Recorded information:
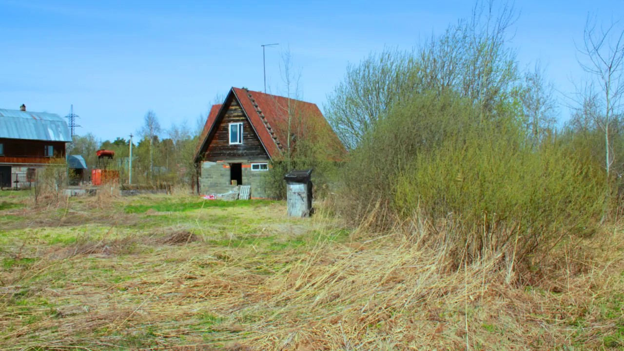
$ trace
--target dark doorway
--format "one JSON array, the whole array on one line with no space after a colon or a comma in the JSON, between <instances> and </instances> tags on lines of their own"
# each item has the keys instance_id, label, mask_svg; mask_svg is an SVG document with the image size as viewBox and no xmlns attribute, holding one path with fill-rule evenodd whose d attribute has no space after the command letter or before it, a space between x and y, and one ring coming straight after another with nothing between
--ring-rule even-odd
<instances>
[{"instance_id":1,"label":"dark doorway","mask_svg":"<svg viewBox=\"0 0 624 351\"><path fill-rule=\"evenodd\" d=\"M237 185L243 184L243 164L230 164L230 184L233 184L234 180Z\"/></svg>"},{"instance_id":2,"label":"dark doorway","mask_svg":"<svg viewBox=\"0 0 624 351\"><path fill-rule=\"evenodd\" d=\"M0 166L0 187L11 187L10 166Z\"/></svg>"}]
</instances>

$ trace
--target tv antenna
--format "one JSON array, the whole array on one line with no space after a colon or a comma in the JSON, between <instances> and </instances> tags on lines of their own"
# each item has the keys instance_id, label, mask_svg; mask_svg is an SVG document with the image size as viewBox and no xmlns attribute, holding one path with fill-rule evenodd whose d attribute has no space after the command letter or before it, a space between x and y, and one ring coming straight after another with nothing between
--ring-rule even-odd
<instances>
[{"instance_id":1,"label":"tv antenna","mask_svg":"<svg viewBox=\"0 0 624 351\"><path fill-rule=\"evenodd\" d=\"M76 135L76 127L80 127L80 126L76 124L76 119L79 118L79 116L74 113L74 105L72 106L69 110L69 114L65 116L67 119L67 121L69 122L69 134L72 137L72 139L74 139L74 136Z\"/></svg>"},{"instance_id":2,"label":"tv antenna","mask_svg":"<svg viewBox=\"0 0 624 351\"><path fill-rule=\"evenodd\" d=\"M264 45L260 46L262 47L262 68L265 73L265 94L266 93L266 59L265 59L265 47L267 46L270 47L271 46L275 46L277 45L280 45L280 43L265 44Z\"/></svg>"}]
</instances>

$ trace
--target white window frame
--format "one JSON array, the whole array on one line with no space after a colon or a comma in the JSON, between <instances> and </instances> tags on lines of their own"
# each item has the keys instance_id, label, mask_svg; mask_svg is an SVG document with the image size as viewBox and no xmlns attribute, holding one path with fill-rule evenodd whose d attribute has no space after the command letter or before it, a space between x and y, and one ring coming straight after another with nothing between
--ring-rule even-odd
<instances>
[{"instance_id":1,"label":"white window frame","mask_svg":"<svg viewBox=\"0 0 624 351\"><path fill-rule=\"evenodd\" d=\"M253 166L258 166L256 169L253 169ZM266 166L266 168L263 169L262 166ZM252 172L264 172L269 170L269 164L267 162L261 163L252 163L251 164L251 171Z\"/></svg>"},{"instance_id":2,"label":"white window frame","mask_svg":"<svg viewBox=\"0 0 624 351\"><path fill-rule=\"evenodd\" d=\"M46 145L44 147L44 156L46 157L52 157L54 156L54 146ZM50 152L51 151L51 152Z\"/></svg>"},{"instance_id":3,"label":"white window frame","mask_svg":"<svg viewBox=\"0 0 624 351\"><path fill-rule=\"evenodd\" d=\"M233 127L235 127L237 129L236 131L238 133L238 142L232 142ZM228 141L230 142L230 145L240 145L243 144L243 123L241 122L230 124L230 126L228 128Z\"/></svg>"}]
</instances>

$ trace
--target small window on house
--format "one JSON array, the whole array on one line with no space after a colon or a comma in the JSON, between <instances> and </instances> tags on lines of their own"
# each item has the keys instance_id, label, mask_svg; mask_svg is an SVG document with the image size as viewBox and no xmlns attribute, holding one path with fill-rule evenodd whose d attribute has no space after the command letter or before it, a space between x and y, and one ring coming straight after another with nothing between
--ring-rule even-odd
<instances>
[{"instance_id":1,"label":"small window on house","mask_svg":"<svg viewBox=\"0 0 624 351\"><path fill-rule=\"evenodd\" d=\"M268 163L252 163L251 171L268 171L269 164Z\"/></svg>"},{"instance_id":2,"label":"small window on house","mask_svg":"<svg viewBox=\"0 0 624 351\"><path fill-rule=\"evenodd\" d=\"M29 168L26 170L26 181L34 182L36 177L37 170L34 168Z\"/></svg>"},{"instance_id":3,"label":"small window on house","mask_svg":"<svg viewBox=\"0 0 624 351\"><path fill-rule=\"evenodd\" d=\"M230 144L243 144L243 124L230 124Z\"/></svg>"},{"instance_id":4,"label":"small window on house","mask_svg":"<svg viewBox=\"0 0 624 351\"><path fill-rule=\"evenodd\" d=\"M44 155L46 157L51 157L54 156L54 147L51 145L46 145L44 149Z\"/></svg>"}]
</instances>

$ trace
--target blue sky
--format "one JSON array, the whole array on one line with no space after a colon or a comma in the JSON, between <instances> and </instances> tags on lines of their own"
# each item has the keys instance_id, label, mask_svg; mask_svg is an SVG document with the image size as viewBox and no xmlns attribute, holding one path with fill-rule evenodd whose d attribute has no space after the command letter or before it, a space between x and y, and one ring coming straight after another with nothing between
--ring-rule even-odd
<instances>
[{"instance_id":1,"label":"blue sky","mask_svg":"<svg viewBox=\"0 0 624 351\"><path fill-rule=\"evenodd\" d=\"M127 137L149 109L161 125L195 127L232 86L281 84L280 47L301 69L303 99L321 107L349 62L385 46L410 49L469 15L472 1L54 1L0 0L0 108L65 116L79 134ZM605 22L622 0L517 1L511 45L522 67L539 60L561 92L582 72L575 42L588 12ZM561 118L568 116L562 109Z\"/></svg>"}]
</instances>

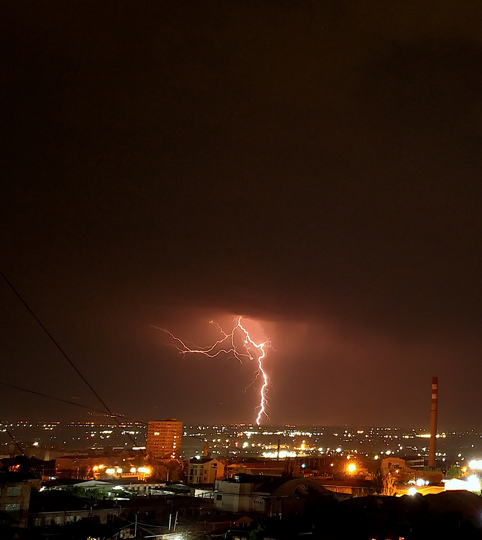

The problem: Which lines in the records contain the word "target", with upper and lower case counted as different? Locate each one and copy it out in full.

Result of the exercise:
--target dark doorway
--target tv antenna
--target white window frame
--target small window on house
--target blue sky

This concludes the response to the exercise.